_YOUR TASKS_:
1. Quote every sentence in the blog post that contains a question mark.
2. How many lines of the entries contain the word "jacket"? Reply with the number only.

_ARTICLE_:
It rained and poured here all weekend long.
I promise.
It was dreary and dreadful.
But on Sunday, the sun came out for a few hours. So, we loaded up the Lumberjacklings and went to visit my parents at their campsite for a bit.
Now.
You all know that I cannot take pictures worth a darn.
But, I would like to warn you all, that today, on this first day of June in the year Two-Thousand-and-Ten of our Lord, I am going to toot my own horn.
And you will like it.
You will be amazed, nay, enthralled, at my mad photographical skills.
Let's look at the classic "Lumberjacklings Group Shot," shall we?
Interruption: I am going to super-size the pictures so you can truly appreciate my awesomeness.
What?!
Lumberjill knows how to "supersize" pictures?
That's crazy talk.
Before we begin this epic journey, I feel I must give you all a quick head's up into who is who in this crazy world of Lumberjacklings.

_GIVEN INFORMATION_:
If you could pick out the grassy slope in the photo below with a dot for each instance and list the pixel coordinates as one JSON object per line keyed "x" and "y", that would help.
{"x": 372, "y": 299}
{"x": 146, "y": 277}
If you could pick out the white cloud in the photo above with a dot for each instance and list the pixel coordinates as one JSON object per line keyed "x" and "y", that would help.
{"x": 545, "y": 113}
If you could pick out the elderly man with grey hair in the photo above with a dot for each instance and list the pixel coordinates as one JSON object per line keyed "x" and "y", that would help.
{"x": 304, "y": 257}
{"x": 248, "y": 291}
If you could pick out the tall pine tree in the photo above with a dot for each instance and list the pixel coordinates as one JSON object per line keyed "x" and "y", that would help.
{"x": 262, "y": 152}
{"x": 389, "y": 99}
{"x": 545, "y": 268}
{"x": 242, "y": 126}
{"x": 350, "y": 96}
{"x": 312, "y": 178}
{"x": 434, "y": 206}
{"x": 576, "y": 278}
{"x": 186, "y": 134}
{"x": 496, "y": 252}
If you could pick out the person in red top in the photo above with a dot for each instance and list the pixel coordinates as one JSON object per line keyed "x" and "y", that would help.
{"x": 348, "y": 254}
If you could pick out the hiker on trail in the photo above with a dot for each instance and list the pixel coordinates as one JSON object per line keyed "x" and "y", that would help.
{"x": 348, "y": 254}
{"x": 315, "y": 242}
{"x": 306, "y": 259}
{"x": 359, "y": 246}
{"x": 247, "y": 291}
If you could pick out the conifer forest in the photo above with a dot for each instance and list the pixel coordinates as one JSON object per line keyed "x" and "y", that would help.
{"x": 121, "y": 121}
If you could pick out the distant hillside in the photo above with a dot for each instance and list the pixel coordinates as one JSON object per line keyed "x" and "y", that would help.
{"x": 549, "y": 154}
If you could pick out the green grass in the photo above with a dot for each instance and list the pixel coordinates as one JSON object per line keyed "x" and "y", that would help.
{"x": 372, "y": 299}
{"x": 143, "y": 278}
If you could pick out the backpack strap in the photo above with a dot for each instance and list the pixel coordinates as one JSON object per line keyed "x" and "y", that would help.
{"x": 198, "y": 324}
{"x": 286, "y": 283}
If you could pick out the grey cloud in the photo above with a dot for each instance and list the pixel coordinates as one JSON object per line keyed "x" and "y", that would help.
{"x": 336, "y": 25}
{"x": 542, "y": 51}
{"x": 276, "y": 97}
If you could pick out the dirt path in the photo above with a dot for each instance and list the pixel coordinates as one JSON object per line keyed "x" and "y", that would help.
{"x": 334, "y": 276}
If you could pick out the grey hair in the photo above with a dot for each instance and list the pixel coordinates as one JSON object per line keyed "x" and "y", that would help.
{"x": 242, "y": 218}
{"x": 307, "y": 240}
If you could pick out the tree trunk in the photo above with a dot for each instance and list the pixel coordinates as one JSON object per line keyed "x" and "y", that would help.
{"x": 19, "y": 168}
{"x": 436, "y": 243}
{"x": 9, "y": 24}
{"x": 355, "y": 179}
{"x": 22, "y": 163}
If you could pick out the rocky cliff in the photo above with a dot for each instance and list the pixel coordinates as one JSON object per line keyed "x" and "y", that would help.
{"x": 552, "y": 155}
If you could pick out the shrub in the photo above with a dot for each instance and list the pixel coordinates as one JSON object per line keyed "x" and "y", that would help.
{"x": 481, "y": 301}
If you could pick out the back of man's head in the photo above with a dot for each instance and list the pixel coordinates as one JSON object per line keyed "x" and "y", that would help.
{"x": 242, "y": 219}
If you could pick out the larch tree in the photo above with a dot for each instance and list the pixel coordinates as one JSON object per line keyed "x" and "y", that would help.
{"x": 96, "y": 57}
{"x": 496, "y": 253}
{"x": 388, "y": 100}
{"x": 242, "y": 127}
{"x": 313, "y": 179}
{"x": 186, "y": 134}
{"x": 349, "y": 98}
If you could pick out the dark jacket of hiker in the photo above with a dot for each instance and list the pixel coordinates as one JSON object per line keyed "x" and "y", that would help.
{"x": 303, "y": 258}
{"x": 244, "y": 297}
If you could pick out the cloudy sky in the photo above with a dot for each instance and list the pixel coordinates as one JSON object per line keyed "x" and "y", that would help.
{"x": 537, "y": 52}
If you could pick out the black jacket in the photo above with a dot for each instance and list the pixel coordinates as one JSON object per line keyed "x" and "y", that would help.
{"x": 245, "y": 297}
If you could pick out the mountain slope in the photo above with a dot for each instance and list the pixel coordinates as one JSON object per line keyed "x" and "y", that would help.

_SOLUTIONS TO EACH TASK_:
1.
Let's look at the classic "Lumberjacklings Group Shot," shall we?
What?!
Lumberjill knows how to "supersize" pictures?

2. 2